| DOKUMENT |
COMIC!: Du bist am 2. Februar 1968 im «gespenstischen Siegerland» geboren, sagt deine Website – wo denn da? Und welche Comics hat man dort gekannt?

Spong: Ich komme aus der Stadt Kreuztal im Siegerland. Die Comics habe ich zunächst mit den Lustigen Taschenbüchern entdeckt, später kamen dann Zeitschriften wie Kowalski oder Titanic, mit Leuten wie Walter Moers und Ralf König. Köln war nach dem extrem ruhig getakteten Siegerland ein gewaltiger Kulturschock, und es vergingen Monate, bevor ich mich überhaupt aus meinem Viertel traute. Aber dann habe ich Freunde gefunden und mich sehr gut eingelebt. Köln macht es einem eigentlich sehr leicht, sich hier wohl zu fühlen.

COMIC!: Du hast hier studiert ...

Spong: Ja, vier Jahre russische und englische Literaturwissenschaft. Als ich anfing, war Russisch noch eine Art Jobgarant, aber kaum war ich hier, kam die Wiedervereinigung und der Zusammenbruch der Sowjetunion, alle Perspektiven brachen weg, und ich brauchte einen Plan B. Den fand ich dann in Form einer Übersetzerausbildung in Maastricht.

COMIC!: Jetzt arbeitest du als Redakteur hier?

| EXTRAHIERTE DATEN |

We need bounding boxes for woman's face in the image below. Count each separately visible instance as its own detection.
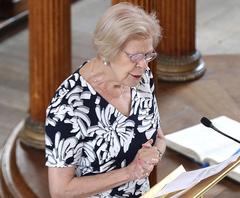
[110,39,154,87]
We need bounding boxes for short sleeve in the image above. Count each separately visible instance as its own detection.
[45,95,80,167]
[148,69,161,128]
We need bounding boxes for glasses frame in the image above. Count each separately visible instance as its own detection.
[124,50,157,63]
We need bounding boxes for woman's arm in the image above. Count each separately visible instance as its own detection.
[154,128,166,158]
[48,167,131,198]
[48,149,153,198]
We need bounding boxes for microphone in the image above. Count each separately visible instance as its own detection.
[201,117,240,143]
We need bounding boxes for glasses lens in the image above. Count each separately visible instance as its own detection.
[130,54,145,63]
[145,52,157,62]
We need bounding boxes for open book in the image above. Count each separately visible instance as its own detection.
[165,116,240,182]
[141,153,240,198]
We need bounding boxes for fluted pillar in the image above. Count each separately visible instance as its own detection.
[157,0,205,81]
[21,0,71,148]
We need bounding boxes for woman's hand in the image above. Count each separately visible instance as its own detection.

| GESTELLTE AUFGABE |
Gibst du das Interview mit Spong vollständig und Wort für Wort wieder aus? Die Daten stehen in keinem Zusammenhang mit dem Interview.

| DIE AUSGABE |
COMIC!: Du bist am 2. Februar 1968 im «gespenstischen Siegerland» geboren, sagt deine Website – wo denn da? Und welche Comics hat man dort gekannt?

Spong: Ich komme aus der Stadt Kreuztal im Siegerland. Die Comics habe ich zunächst mit den Lustigen Taschenbüchern entdeckt, später kamen dann Zeitschriften wie Kowalski oder Titanic, mit Leuten wie Walter Moers und Ralf König. Köln war nach dem extrem ruhig getakteten Siegerland ein gewaltiger Kulturschock, und es vergingen Monate, bevor ich mich überhaupt aus meinem Viertel traute. Aber dann habe ich Freunde gefunden und mich sehr gut eingelebt. Köln macht es einem eigentlich sehr leicht, sich hier wohl zu fühlen.

COMIC!: Du hast hier studiert ...

Spong: Ja, vier Jahre russische und englische Literaturwissenschaft. Als ich anfing, war Russisch noch eine Art Jobgarant, aber kaum war ich hier, kam die Wiedervereinigung und der Zusammenbruch der Sowjetunion, alle Perspektiven brachen weg, und ich brauchte einen Plan B. Den fand ich dann in Form einer Übersetzerausbildung in Maastricht.

COMIC!: Jetzt arbeitest du als Redakteur hier?